> [Instructions to follow]: Lines before the one containing "the tomato stem" are excluded. Repeat that line and every line after it, exactly.
-- Begin --
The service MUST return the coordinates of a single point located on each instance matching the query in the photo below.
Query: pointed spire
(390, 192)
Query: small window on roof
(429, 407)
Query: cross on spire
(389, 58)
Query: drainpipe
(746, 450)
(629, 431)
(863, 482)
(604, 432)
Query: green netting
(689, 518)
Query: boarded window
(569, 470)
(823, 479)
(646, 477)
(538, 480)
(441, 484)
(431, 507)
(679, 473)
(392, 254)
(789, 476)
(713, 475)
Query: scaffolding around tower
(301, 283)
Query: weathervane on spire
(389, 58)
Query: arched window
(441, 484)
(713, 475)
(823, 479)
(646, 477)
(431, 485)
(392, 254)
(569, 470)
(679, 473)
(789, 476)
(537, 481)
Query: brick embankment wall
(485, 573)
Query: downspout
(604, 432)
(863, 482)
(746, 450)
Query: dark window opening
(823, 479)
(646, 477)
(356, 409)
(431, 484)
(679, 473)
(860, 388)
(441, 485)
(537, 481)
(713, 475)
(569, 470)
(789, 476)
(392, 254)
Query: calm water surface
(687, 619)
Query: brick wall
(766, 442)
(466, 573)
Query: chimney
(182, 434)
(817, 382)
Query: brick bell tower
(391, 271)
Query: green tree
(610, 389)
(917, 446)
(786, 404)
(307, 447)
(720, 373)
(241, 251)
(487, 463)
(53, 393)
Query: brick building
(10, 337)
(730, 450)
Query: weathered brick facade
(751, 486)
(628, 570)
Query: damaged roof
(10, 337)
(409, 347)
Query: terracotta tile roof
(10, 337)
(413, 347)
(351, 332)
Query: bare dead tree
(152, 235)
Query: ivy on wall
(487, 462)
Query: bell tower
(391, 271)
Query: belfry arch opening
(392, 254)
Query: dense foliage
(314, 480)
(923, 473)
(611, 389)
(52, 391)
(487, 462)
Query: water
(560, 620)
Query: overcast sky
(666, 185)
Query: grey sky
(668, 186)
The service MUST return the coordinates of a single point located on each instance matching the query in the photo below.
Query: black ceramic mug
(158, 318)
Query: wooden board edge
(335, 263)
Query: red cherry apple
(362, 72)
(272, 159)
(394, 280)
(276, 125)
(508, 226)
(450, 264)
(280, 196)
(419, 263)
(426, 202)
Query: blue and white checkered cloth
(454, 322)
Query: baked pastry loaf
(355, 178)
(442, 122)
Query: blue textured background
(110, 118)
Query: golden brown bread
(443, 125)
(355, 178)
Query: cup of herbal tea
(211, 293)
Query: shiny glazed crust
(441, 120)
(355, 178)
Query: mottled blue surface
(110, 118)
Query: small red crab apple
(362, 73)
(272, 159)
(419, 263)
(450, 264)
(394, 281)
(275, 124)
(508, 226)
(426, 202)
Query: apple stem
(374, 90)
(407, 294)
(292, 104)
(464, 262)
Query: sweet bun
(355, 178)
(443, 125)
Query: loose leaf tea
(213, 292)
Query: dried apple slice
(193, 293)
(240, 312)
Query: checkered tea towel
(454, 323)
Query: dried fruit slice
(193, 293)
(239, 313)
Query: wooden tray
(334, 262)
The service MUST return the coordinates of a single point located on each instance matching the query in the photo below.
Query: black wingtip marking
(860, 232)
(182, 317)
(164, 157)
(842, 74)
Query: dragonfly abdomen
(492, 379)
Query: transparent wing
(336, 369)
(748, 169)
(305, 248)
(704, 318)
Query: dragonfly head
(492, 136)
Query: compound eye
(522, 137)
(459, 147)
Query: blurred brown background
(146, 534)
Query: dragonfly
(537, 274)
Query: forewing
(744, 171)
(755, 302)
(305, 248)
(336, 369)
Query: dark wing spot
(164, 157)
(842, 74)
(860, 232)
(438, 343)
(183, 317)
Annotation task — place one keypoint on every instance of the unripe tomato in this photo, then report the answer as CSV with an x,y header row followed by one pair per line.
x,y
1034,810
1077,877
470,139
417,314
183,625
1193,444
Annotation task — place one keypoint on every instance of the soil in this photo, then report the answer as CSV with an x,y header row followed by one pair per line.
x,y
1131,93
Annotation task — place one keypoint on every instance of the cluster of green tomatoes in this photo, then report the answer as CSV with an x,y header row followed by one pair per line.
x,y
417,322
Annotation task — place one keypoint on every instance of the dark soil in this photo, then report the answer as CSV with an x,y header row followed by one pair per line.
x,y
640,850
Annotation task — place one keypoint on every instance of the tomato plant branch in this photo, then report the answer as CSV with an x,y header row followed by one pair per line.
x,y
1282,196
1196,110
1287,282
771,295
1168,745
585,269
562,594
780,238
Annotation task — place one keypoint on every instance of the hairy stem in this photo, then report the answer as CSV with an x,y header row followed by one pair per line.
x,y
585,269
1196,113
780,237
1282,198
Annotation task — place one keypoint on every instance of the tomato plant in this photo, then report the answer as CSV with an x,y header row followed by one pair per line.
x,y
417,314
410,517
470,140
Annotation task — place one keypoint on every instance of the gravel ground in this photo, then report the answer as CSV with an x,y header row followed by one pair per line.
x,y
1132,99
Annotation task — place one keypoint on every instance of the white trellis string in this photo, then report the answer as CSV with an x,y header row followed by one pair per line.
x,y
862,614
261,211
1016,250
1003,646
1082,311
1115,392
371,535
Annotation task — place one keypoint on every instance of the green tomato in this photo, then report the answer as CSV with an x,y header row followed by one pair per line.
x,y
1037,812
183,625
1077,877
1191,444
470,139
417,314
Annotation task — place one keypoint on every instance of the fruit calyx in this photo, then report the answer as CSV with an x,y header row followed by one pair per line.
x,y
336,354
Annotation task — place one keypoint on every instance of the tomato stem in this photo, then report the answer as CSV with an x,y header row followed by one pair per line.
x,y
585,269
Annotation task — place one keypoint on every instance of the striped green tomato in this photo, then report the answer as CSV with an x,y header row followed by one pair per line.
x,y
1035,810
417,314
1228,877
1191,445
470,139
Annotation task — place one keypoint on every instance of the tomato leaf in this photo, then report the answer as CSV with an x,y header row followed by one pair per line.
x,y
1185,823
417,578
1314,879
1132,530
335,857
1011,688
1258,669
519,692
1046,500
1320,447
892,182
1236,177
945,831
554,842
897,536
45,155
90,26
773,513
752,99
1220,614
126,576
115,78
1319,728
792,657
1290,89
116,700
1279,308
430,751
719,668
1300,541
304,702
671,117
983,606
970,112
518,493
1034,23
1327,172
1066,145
-- End --
> [Answer for this exercise]:
Annotation task — place one keypoint on every instance of the tomato stem in this photo, then report the answer as CSV with an x,y header row followed by one pair per line.
x,y
585,269
Annotation task — place one keypoint on every instance of the striped green tomato in this photo, then report the answer as CSV with an x,y header row followed by one pair per line.
x,y
1035,810
417,314
1228,877
1191,445
470,139
Annotation task — place one keypoint on every instance of the tomato leaf in this photo, then report the answer as CSV with an x,y header row followed by one pair per line.
x,y
1185,823
417,578
1314,879
1132,530
335,857
1011,688
1258,669
519,692
1046,500
1320,447
892,182
1236,177
945,831
554,842
897,536
45,155
90,26
773,513
752,99
1220,614
126,576
115,78
1319,728
792,657
1290,89
116,700
1279,308
430,751
719,668
1300,541
304,702
671,117
983,606
970,112
518,493
1034,23
1327,172
1066,145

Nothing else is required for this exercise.